§ **Selected passage**
Segment Open
History behind the 1995 grandfathering exemption

This grandfathering regime was issued in response to The First Corporate Law Simplification Act 1995, a 1995 amendment to the Corporations Law at the time.

Before this amendment, whether a company had to prepare and lodge financial accounts with ASIC was determined by whether they were an exempt or non-exempt proprietary company (exempt meant the company did not have to publish accounts).

ASIC defines exempt proprietary companies as:

“companies where there was no direct or indirect public ownership; that is, they were essentially owned by private individuals. The companies were not required to lodge financial reports where those financial reports were subject to audit and sent to members.”

Under the First Corporate Law Simplification Act 1995 the measure of whether a company had to lodge financial accounts with ASIC changed from the reporting entity test (exempt/non-exempt system) to what became known as the ‘small/large test’.If the company was considered a ‘large’ proprietary company, then it must lodge its accounts.

As of the law in 1995, an Australian proprietary company was ‘large’ if it satisfied two of the following three criteria:

  • consolidated gross assets of $5 million or more;
  • consolidated gross revenue of $10 million or more;
  • the company and the entities it controls (if any) have more than 50 employees at the end of the financial year.

The criteria for the small/large test has since been updated.

The new legislation meant that a significant number of previously exempt organisations now had to prepare and lodge their financial accounts.

The explanatory memorandum for the Bill notes: “To avoid disrupting established commercial arrangements, those existing exempt proprietary companies which have their annual accounts audited, which are large and which elect to continue operating under the existing rules, will not need to lodge their accounts with [ASIC].”.
Segment Closed
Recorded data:
Segment Open
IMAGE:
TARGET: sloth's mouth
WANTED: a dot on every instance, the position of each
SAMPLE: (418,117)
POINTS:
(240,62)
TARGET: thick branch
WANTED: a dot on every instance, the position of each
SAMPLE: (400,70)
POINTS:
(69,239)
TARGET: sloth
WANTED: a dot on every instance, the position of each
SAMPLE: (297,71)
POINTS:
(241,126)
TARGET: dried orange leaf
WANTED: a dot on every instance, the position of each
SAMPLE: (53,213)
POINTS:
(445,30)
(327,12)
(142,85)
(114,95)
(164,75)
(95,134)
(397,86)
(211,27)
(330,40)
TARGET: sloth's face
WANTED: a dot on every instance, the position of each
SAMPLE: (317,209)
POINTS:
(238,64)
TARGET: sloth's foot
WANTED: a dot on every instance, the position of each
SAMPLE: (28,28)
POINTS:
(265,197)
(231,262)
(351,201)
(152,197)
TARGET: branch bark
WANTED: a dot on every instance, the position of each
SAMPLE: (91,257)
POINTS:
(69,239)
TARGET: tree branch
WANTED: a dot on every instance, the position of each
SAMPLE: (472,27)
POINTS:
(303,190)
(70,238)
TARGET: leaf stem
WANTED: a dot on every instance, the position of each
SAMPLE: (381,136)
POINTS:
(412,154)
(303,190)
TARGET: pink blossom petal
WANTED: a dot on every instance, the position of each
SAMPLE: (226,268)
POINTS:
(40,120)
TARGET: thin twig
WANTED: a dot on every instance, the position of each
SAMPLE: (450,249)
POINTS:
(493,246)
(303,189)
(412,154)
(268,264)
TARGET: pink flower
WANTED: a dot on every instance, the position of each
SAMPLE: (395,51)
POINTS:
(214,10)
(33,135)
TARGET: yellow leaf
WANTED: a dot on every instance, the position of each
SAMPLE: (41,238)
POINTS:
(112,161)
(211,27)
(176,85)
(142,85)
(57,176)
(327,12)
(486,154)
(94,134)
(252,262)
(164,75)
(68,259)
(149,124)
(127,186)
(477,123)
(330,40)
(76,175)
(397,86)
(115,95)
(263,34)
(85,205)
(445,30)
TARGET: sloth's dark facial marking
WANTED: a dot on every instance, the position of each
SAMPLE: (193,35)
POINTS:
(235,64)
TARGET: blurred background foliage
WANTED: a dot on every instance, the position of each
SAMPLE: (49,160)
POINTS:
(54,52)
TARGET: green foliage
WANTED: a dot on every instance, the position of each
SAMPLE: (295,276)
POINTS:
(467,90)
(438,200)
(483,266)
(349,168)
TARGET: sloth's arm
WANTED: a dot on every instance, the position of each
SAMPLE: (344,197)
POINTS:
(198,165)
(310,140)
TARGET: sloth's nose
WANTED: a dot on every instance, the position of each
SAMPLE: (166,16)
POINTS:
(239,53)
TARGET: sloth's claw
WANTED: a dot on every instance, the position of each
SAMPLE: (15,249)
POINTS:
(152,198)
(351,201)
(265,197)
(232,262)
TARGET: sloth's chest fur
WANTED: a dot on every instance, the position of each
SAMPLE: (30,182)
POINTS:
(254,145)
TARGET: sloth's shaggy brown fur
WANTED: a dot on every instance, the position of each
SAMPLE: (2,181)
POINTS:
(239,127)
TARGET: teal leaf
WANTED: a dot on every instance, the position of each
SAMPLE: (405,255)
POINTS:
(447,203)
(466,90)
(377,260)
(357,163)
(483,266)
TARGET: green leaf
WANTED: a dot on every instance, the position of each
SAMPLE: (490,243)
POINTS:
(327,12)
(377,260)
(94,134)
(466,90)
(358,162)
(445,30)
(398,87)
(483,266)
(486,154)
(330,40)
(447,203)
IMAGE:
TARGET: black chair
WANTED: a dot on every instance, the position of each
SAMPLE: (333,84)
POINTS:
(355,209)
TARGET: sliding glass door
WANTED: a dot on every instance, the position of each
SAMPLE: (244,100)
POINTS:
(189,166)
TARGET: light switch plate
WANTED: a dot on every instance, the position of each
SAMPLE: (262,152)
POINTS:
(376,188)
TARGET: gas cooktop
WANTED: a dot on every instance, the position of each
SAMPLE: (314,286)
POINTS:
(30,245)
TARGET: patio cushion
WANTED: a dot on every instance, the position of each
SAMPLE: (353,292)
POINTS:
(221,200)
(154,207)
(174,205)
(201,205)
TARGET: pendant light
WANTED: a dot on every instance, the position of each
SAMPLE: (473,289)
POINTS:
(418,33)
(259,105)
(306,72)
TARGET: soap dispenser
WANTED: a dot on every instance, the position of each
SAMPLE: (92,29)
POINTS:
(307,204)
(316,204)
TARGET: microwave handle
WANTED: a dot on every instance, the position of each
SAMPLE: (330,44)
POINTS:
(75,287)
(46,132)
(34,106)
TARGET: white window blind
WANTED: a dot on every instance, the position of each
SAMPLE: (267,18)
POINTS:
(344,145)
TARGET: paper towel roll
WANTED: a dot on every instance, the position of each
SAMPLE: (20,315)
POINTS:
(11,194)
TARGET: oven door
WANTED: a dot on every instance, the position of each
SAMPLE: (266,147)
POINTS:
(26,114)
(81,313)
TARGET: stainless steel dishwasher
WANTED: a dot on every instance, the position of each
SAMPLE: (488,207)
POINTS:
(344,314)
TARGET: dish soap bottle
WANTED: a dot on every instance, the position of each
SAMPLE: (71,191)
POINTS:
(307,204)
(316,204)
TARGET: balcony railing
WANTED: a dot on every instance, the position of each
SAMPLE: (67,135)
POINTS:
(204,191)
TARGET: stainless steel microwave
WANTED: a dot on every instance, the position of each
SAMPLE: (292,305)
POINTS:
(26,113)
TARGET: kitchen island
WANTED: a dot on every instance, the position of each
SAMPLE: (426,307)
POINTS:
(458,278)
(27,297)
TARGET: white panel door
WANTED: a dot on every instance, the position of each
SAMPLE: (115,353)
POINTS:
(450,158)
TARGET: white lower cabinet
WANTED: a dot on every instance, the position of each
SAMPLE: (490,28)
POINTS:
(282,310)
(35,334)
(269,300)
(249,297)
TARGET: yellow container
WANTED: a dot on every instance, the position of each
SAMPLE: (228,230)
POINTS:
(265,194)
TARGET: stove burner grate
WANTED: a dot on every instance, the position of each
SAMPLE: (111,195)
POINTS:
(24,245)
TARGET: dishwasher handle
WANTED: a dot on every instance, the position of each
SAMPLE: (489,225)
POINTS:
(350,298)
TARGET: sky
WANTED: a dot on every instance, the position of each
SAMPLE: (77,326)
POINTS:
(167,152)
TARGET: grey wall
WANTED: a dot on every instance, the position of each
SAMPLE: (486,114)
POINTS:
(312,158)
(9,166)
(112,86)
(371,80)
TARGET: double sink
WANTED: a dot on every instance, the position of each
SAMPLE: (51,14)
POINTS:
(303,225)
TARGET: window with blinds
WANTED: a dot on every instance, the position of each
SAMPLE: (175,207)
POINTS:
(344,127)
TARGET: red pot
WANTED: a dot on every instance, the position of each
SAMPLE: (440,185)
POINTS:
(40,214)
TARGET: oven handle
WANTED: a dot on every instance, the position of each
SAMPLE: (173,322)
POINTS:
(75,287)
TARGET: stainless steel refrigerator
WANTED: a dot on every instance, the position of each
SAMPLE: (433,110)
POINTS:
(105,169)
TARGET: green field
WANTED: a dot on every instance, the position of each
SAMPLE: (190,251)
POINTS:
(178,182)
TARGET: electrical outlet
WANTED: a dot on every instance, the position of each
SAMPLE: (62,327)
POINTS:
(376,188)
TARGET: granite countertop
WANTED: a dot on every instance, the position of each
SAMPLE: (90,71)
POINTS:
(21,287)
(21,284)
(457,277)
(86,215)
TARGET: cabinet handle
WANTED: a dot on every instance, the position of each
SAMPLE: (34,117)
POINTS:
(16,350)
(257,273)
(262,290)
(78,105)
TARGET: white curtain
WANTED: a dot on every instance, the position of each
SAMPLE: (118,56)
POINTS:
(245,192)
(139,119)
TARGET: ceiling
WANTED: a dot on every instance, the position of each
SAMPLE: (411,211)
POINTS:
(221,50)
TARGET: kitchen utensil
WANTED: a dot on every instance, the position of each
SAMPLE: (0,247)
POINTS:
Segment Closed
§ **Exercise objective**
Answer these questions from the passage on the 1995 grandfathering exemption:
(a) Before the 1995 amendment, what decided whether a company had to prepare and lodge financial accounts with ASIC?
(b) Under the 1995 law, how many of the three listed criteria did an Australian proprietary company have to satisfy to count as "large"?
(c) What aim does the quoted explanatory memorandum give for letting certain existing exempt proprietary companies skip lodging their accounts?

§ **Task result**
(a) Whether the company was an exempt or a non-exempt proprietary company.
(b) Two of the three.
(c) To avoid disrupting established commercial arrangements.